Records from a dataset:
•••

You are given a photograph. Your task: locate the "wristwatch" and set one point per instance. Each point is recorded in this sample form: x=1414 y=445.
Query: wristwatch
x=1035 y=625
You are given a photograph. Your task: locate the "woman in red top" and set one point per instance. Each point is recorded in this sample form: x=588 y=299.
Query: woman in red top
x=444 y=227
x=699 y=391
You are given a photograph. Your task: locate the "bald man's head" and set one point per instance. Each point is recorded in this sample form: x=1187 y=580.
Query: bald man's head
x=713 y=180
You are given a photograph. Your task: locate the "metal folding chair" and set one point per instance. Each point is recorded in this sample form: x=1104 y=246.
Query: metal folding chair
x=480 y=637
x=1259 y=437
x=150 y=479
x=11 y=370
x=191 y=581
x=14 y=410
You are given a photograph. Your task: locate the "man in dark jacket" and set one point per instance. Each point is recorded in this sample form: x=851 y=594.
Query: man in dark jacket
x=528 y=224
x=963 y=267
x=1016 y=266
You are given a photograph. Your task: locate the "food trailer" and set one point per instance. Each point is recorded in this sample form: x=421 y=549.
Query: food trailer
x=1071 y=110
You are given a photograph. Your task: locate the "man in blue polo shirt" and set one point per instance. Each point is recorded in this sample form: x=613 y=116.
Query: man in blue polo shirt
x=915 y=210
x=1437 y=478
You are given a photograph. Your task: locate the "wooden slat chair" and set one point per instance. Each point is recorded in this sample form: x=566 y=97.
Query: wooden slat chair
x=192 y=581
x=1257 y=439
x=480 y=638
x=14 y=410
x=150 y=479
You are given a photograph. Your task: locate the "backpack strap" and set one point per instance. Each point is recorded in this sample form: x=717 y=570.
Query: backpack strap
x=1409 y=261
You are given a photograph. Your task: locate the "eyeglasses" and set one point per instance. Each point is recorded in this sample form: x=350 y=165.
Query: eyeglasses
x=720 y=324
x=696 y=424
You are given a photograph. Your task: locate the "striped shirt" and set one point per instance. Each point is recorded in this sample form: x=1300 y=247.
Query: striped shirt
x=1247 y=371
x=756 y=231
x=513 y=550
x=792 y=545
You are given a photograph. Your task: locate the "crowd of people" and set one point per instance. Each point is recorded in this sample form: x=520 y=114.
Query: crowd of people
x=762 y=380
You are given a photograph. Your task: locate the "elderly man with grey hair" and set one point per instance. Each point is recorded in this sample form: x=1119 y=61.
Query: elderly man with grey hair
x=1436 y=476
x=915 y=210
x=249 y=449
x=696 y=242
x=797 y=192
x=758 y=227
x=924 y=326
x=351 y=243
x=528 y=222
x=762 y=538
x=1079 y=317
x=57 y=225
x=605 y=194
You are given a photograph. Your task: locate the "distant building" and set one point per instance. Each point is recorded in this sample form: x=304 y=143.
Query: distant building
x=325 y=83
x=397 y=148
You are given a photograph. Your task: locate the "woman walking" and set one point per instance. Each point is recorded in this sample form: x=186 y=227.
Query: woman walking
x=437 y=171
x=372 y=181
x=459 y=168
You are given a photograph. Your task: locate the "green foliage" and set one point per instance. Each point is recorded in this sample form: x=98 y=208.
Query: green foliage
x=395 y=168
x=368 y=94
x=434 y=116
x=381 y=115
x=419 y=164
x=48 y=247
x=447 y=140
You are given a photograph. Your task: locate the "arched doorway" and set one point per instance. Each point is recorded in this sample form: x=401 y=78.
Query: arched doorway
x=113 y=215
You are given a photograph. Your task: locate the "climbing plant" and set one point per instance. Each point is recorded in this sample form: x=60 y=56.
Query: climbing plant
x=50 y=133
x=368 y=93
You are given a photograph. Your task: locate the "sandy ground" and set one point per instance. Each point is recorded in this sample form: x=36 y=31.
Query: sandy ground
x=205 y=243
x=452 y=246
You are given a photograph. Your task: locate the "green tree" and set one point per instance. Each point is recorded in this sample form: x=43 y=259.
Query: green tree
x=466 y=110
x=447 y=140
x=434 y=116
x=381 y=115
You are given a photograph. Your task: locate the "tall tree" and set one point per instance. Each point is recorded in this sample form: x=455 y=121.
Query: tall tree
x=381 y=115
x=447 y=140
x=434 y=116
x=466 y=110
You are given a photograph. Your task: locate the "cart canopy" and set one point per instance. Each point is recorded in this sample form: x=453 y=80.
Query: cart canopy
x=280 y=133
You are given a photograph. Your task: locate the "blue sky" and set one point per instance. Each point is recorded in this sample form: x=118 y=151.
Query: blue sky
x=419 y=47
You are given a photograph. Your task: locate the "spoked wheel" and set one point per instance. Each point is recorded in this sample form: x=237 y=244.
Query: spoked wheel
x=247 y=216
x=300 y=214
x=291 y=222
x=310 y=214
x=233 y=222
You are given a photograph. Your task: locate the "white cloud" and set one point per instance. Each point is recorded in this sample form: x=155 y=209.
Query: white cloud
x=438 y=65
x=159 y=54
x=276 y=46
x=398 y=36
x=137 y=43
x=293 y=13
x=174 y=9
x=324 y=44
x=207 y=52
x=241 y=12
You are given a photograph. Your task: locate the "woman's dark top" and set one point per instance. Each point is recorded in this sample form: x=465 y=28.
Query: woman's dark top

•••

Exercise goal: The answer must be the full data, repeated word for word.

Completed task:
You are given a photograph. Your task: locate the "wristwatch" and set one point per instance. Each point is recorded in this sample form: x=1414 y=445.
Query: wristwatch
x=1035 y=625
You are given a photograph. Your task: locate the "woman in red top" and set one point per instance. Each point is recorded in this sample form: x=588 y=299.
Query: woman in red top
x=444 y=227
x=699 y=391
You are given a photograph. Your task: locate the "bald man's head" and set one point per instance. Each point is recorded in this sample form: x=1187 y=580.
Query: bald man's head
x=713 y=180
You are given a photograph. Your task: locate the "metal folding chair" and set one point per instance. Each point is recorded in this sample form: x=1104 y=246.
Query: metal folding chair
x=480 y=637
x=1259 y=437
x=150 y=479
x=11 y=370
x=191 y=581
x=14 y=410
You are given a photograph. Your task: locate the "man in dark jacket" and set one point per instance. Each point is recorded in this sample form: x=851 y=594.
Query: man in dark jacket
x=528 y=224
x=963 y=267
x=1016 y=266
You are given a photograph. Your task: locate the "food trailer" and set one point per instance. Each point is recorded in this sample form: x=421 y=549.
Query: food trailer
x=1071 y=110
You are given a photograph. Your task: locate the "man in blue polo shirt" and set one point per instance. Each point is recorded in this sample form: x=613 y=116.
Query: man in blue polo shirt
x=915 y=210
x=1437 y=478
You are given a photograph. Your task: locate the "wooden slat chair" and set one point per instance. Each point is recorded in this sample form: x=566 y=97.
Query: wooden slat chair
x=192 y=581
x=1257 y=439
x=480 y=638
x=14 y=410
x=150 y=479
You are given a photograph. Your task: locate the "backpack strap" and set one point per instance. Each point is recorded in this sample form: x=717 y=570.
Query: backpack strap
x=1409 y=261
You are given a photograph. Your task: locate the "eyeglasses" and set one point per instance. Each point is recorded in this sample form: x=350 y=165.
Query: eyeglasses
x=720 y=324
x=696 y=424
You are given a photograph. Your task: locate the "striped shirt" and set one point per instance. Each point is recorded in this sample form: x=1300 y=247.
Query: striped shirt
x=1247 y=371
x=756 y=231
x=513 y=550
x=792 y=545
You are given a photograph. Your task: locate the "crowd of people" and set one point per instance. Each point is recorded in this sample form: x=520 y=114.
Query: crowd of people
x=762 y=380
You are given a photograph. Your task: locate the "elderly man with grey hair" and set one point per instance. Each point is recorded in this sample form: x=1119 y=61.
Query: elderly man with grey hair
x=1436 y=476
x=915 y=210
x=249 y=449
x=696 y=242
x=797 y=192
x=758 y=227
x=924 y=326
x=351 y=243
x=528 y=222
x=762 y=538
x=1079 y=317
x=57 y=225
x=605 y=194
You are given a photograph. Your task: locate the "distant building" and set one point per instance. Each point is recorded in this sample form: x=304 y=143.
Query: distant building
x=325 y=83
x=397 y=148
You are given a photograph. Your task: locate the "woman walking" and set one point per instance. Each point is recorded in this sample form: x=186 y=227.
Query: woman walking
x=437 y=171
x=372 y=181
x=459 y=168
You are given a photograph. Your task: locate the "green foliage" and set one point per instance. Each point is recorded in this sample form: x=98 y=208.
Query: green foliage
x=395 y=168
x=368 y=94
x=434 y=116
x=381 y=115
x=419 y=164
x=48 y=247
x=447 y=140
You are given a photograph. Your task: locate the "arched doorway" and set one point per instance. Each point is recorded in this sample form: x=401 y=78.
Query: arched doorway
x=113 y=215
You are given a photograph. Your task: locate the "climbing plant" and set one point per instance. Each point is recorded in this sample form: x=60 y=56.
Query: climbing plant
x=50 y=133
x=368 y=93
You are given a photograph. Your task: locate the "sandy ground" and set one point per instance. Each point is recorded in this sample form: x=36 y=31.
Query: sandy ground
x=205 y=243
x=452 y=246
You are given a photograph. Your task: locate the "green tree" and set one point per instance. Each point is recorded in this sample form: x=43 y=259.
Query: green tree
x=466 y=110
x=447 y=140
x=434 y=116
x=381 y=115
You are given a photograph. Your task: locate the "tall tree" and set one point per instance. Each point is recorded in this sample form: x=455 y=121.
Query: tall tree
x=381 y=115
x=447 y=140
x=434 y=116
x=466 y=110
You are given a photograph. Your task: locate the "cart canopy" and set one point per instance. Each point is recorded in this sample form: x=453 y=80.
Query: cart canopy
x=280 y=133
You are given a photograph. Your task: locate the "blue sky" and set one point per instance. Each point is recorded in this sample form: x=118 y=151.
Query: blue sky
x=419 y=47
You are given a photograph. Your task: locate the "spoked wheel" and set one point per instance. Each point is recorded in this sample form: x=237 y=244.
Query: spoked wheel
x=247 y=216
x=300 y=214
x=291 y=222
x=310 y=214
x=233 y=222
You are given a photograph. Your task: locate the "white cloud" and set one point per instance. Each point is recorded in this sample form: x=155 y=209.
Query: white cloud
x=438 y=65
x=159 y=54
x=276 y=46
x=398 y=36
x=137 y=43
x=293 y=13
x=174 y=9
x=324 y=44
x=207 y=52
x=241 y=12
You are given a photograph. Your task: locate the "woman's dark top" and set one point per instance. Each point is recorded in this sample form: x=465 y=28.
Query: woman's dark top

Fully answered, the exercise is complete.